▸ Sobre el ejercicio:
Responde estas preguntas sobre el fragmento citado:
(a) ¿Por qué protestas pregunta la frase inicial del fragmento?
(b) Según el fragmento, ¿qué decía Ricardo Silva sobre el lugar común?
(c) ¿Qué lugar común anuncia quien escribe que tratará una vez más?

“¿Alguno de ustedes recuerda las protestas por ‘Las Vidas Colombianas Importan’? Yo no. Probablemente ustedes tampoco…”
Entre los muchos clichés que nos definen a los colombianos “somos un país indolente” se ha convertido en uno de los más comunes. Incluso la crítica de que todo se nos vuelve paisaje se ha vuelto ella misma parte de la estática escena nacional. Sin embargo, no creo que los intentos por quitarnos ese odioso vicio de pasar la página más rápido de lo debido se echen en saco roto. Ricardo Silva decía: no es que no se pueda escribir sobre el lugar común, sino que se debe innovar sobre la visión que le damos.
Bueno, esa es mi disculpa de hoy para hablar, una vez más, sobre ese lugar común: la violencia como paisaje, el pueblo que entre cadenas gime.

▸ Datos proporcionados:
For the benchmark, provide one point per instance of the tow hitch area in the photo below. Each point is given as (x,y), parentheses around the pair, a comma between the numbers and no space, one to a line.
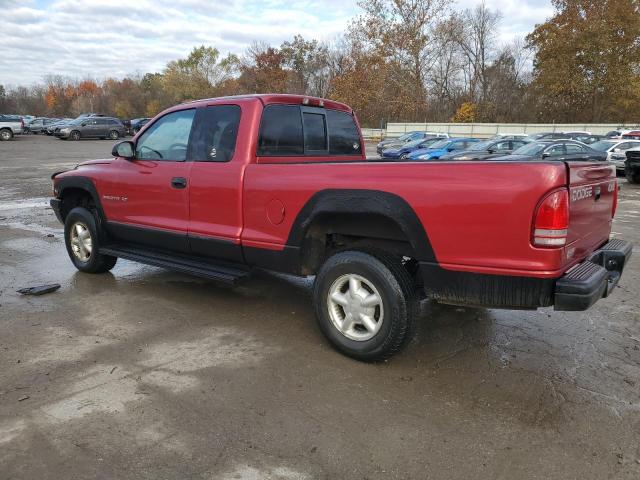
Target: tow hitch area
(589,281)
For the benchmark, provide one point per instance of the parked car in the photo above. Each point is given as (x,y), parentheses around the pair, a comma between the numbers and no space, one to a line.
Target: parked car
(39,125)
(487,149)
(402,152)
(10,125)
(443,147)
(510,136)
(632,165)
(297,195)
(548,136)
(562,150)
(92,127)
(586,139)
(50,129)
(615,150)
(406,138)
(137,124)
(631,135)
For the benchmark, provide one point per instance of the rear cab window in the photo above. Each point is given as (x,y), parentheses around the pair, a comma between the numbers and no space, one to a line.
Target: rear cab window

▸ Respuesta:
(a) Por las protestas por "Las Vidas Colombianas Importan".
(b) Que no es que no se pueda escribir sobre el lugar común, sino que se debe innovar sobre la visión que le damos.
(c) La violencia como paisaje, el pueblo que entre cadenas gime.